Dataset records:

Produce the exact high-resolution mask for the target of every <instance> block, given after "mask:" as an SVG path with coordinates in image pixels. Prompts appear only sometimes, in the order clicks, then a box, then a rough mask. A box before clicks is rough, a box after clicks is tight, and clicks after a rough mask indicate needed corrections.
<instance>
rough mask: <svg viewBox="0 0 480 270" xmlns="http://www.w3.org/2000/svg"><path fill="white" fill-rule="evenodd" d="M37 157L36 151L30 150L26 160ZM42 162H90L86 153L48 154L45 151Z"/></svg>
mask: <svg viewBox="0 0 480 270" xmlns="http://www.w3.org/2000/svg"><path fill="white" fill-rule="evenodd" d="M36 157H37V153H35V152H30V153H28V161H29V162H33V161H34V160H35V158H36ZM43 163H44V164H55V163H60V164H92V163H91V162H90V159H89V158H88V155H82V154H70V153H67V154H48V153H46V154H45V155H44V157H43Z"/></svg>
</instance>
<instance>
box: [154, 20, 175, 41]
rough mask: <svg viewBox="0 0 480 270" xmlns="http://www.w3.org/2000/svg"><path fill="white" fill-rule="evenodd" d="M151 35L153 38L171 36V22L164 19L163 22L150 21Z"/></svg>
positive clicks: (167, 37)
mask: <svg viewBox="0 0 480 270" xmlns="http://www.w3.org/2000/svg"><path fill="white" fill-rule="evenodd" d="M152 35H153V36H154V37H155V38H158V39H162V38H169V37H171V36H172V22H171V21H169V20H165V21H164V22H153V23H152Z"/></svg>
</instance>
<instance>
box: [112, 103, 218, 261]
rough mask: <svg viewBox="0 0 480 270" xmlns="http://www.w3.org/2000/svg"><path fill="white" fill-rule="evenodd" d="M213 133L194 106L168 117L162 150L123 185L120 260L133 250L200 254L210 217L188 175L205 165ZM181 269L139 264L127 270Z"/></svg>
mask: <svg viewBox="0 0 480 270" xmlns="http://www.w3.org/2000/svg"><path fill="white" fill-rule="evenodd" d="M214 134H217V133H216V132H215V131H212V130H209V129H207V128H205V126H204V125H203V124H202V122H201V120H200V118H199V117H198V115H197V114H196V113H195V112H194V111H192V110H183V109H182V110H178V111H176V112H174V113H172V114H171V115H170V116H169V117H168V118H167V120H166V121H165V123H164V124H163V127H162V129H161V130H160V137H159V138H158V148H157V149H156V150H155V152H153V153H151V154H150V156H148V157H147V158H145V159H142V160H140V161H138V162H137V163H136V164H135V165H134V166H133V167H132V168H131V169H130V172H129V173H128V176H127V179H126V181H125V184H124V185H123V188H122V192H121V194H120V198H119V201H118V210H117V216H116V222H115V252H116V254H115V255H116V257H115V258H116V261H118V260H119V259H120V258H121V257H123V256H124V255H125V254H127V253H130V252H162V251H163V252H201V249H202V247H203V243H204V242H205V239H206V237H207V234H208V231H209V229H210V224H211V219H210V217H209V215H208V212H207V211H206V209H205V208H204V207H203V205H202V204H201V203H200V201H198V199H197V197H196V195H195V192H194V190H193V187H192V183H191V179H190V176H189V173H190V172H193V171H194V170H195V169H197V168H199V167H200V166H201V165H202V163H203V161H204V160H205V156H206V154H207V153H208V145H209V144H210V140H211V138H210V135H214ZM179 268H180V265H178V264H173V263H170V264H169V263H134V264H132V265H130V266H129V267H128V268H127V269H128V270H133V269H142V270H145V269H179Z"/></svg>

ASSIGNED TASK: Each record above is to be returned verbatim.

WRITTEN RESPONSE:
Produce the exact high-resolution mask for the target of every <instance> block, given after "mask:" as an SVG path with coordinates in image pixels. Prompts appear only sometimes, in the order clicks, then a box, then a rough mask. A box before clicks is rough, a box after clicks is tight, and clicks after a rough mask indicate needed corrections.
<instance>
rough mask: <svg viewBox="0 0 480 270" xmlns="http://www.w3.org/2000/svg"><path fill="white" fill-rule="evenodd" d="M37 157L36 151L30 150L26 160ZM42 162H90L86 153L48 154L45 151Z"/></svg>
mask: <svg viewBox="0 0 480 270" xmlns="http://www.w3.org/2000/svg"><path fill="white" fill-rule="evenodd" d="M36 157H37V153H35V152H30V153H28V161H29V162H33V161H34V160H35V158H36ZM43 163H44V164H55V163H60V164H92V163H91V162H90V159H89V158H88V155H82V154H70V153H67V154H48V153H46V154H45V155H44V157H43Z"/></svg>
</instance>
<instance>
box: [154, 20, 175, 41]
rough mask: <svg viewBox="0 0 480 270" xmlns="http://www.w3.org/2000/svg"><path fill="white" fill-rule="evenodd" d="M151 35L153 38L171 36V22L164 19L163 22L150 21Z"/></svg>
positive clicks: (167, 37)
mask: <svg viewBox="0 0 480 270" xmlns="http://www.w3.org/2000/svg"><path fill="white" fill-rule="evenodd" d="M152 35H153V36H154V37H155V38H158V39H162V38H169V37H171V36H172V22H171V21H169V20H165V21H164V22H153V23H152Z"/></svg>
</instance>
<instance>
box: [112, 103, 218, 261]
rough mask: <svg viewBox="0 0 480 270" xmlns="http://www.w3.org/2000/svg"><path fill="white" fill-rule="evenodd" d="M213 133L194 106L168 117L162 150L123 185L120 260L133 250L200 254L210 217L188 175L205 165ZM181 269L139 264L127 270Z"/></svg>
mask: <svg viewBox="0 0 480 270" xmlns="http://www.w3.org/2000/svg"><path fill="white" fill-rule="evenodd" d="M214 134H217V133H216V132H215V131H212V130H209V129H207V128H205V126H204V125H203V124H202V122H201V120H200V118H199V117H198V115H197V114H196V113H195V112H194V111H192V110H183V109H182V110H178V111H176V112H174V113H172V114H171V115H170V116H169V117H168V118H167V120H166V121H165V123H164V124H163V127H162V129H161V130H160V137H159V138H158V148H157V149H156V150H155V152H153V153H151V154H150V156H148V157H147V158H145V159H142V160H140V161H138V162H137V163H136V164H135V165H134V166H133V167H132V168H131V169H130V172H129V173H128V176H127V179H126V181H125V184H124V185H123V188H122V192H121V194H120V198H119V201H118V210H117V216H116V222H115V252H116V254H115V255H116V257H115V258H116V261H118V260H119V259H120V258H121V257H123V256H124V255H125V254H127V253H130V252H162V251H163V252H201V249H202V247H203V243H204V242H205V239H206V237H207V234H208V231H209V229H210V224H211V219H210V217H209V215H208V212H207V211H206V209H205V208H204V207H203V205H202V204H201V203H200V201H198V199H197V197H196V195H195V192H194V190H193V187H192V183H191V179H190V176H189V173H190V172H193V171H194V170H195V169H197V168H199V167H200V166H201V165H202V163H203V161H204V160H205V156H206V154H207V153H208V145H209V144H210V140H211V138H210V135H214ZM179 268H180V265H178V264H173V263H170V264H169V263H134V264H132V265H130V266H129V267H128V268H127V269H128V270H133V269H142V270H145V269H179Z"/></svg>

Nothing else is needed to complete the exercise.